> [To do]:
- A) Write out the passage of the drinking water excerpt between "Public water systems are" and "water as required.", inclusive, copying it word for word.
- B) Continue the drinking water excerpt from its last sentence onward.
Excerpt provided Block Start
DEQ posts water quality data for all public water systems on the Drinking Water Watch application. This application will provide a summary of sample results and overall water quality provided by each system.
Public water systems are required to notify consumers if contaminant levels exceed Idaho’s drinking water regulations, if a waterborne disease outbreak or any other situation occurs that may pose a risk to public health, or the water system fails to test its water as required.
For serious issues, notification is required within 24 hours. For less serious issues, notification is required within 3 to 12 months (depending on the violation). Notifications will describe any precautions a consumer needs to take.
Boil water advisories may be issued by the owner or operator of a public water system or by DEQ. The advisory notifies water system users that the water may be contaminated with potentially harmful bacteria and to boil the water prior to use until further notice. The advisory will provide the reason for its issuance and describe the corrective actions being taken by the water system.
Small quantities of water can be disinfected through:
- Boiling: Boil water for 1 minute. To improve taste of boiled water pour it back and forth from one container to another multiple times, allow it to stand for a few hours, or add a small pinch of salt for each quart of water boiled.
Boiling should not be used if water contains elevated levels of nitrate, heavy metals, or other chemical contaminants. Boiling water with elevated level of contaminants will increase the contaminant concentration. If you have an elevated contaminant level, chemical disinfection should be utilized in lieu of boiling or an alternate source of water such as bottled water should be used.
Excerpt provided Block End
Data extract Block Start
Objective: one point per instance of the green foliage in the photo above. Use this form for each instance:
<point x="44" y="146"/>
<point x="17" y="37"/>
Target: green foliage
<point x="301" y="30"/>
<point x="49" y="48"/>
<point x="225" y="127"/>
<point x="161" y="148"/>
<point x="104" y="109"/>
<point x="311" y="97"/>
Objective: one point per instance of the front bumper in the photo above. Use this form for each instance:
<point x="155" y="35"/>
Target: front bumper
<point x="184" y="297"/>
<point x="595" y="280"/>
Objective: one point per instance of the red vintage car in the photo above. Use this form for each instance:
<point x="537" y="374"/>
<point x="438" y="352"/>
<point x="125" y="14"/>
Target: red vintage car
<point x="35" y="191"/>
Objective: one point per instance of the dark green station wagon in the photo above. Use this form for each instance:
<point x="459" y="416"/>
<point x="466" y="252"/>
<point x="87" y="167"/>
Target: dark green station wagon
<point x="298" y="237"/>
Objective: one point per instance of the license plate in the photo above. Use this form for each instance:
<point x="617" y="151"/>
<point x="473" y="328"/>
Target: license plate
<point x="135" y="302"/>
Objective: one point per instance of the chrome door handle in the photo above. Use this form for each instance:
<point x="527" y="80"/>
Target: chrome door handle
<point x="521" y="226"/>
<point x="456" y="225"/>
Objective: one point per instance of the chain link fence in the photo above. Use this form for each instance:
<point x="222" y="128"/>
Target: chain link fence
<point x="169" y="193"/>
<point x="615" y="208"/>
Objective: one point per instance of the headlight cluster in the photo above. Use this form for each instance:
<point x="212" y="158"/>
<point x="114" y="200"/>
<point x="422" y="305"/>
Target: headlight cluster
Data extract Block End
> [Responses to the exercise]:
- A)
Public water systems are required to notify consumers if contaminant levels exceed Idaho’s drinking water regulations, if a waterborne disease outbreak or any other situation occurs that may pose a risk to public health, or the water system fails to test its water as required.

- B)
- Chemical Disinfection: If boiling is not practical, chemical disinfection should be used. The two chemicals commonly used are chlorine and iodine. EPA’s Emergency Disinfection Procedures describe the appropriate products and processes for chemical disinfection.
Lead is rarely in drinking water when it leaves the source or treatment plant. Lead is typically introduced to drinking water by leaching into the water from some service lines and plumbing in buildings and homes. This is most prevalent in older structures that still have lead pipes or piping with lead solder. More information on lead in drinking water can be found on EPA’s website.
Community and non-transient non-community public water systems test their water for lead. Contact your water supplier to discuss sampling efforts and results for your system or building.
Bottled water is not necessarily safer than your tap water but is valuable in emergency situations. EPA sets standards for tap water provided by public water systems. The Food and Drug Administration sets bottled water standards based on EPA’s tap water standards. Bottled water and tap water are both safe to drink if they meet these standards. Consumers should carefully read the label to understand what they are buying with a focus on water source and treatment methods.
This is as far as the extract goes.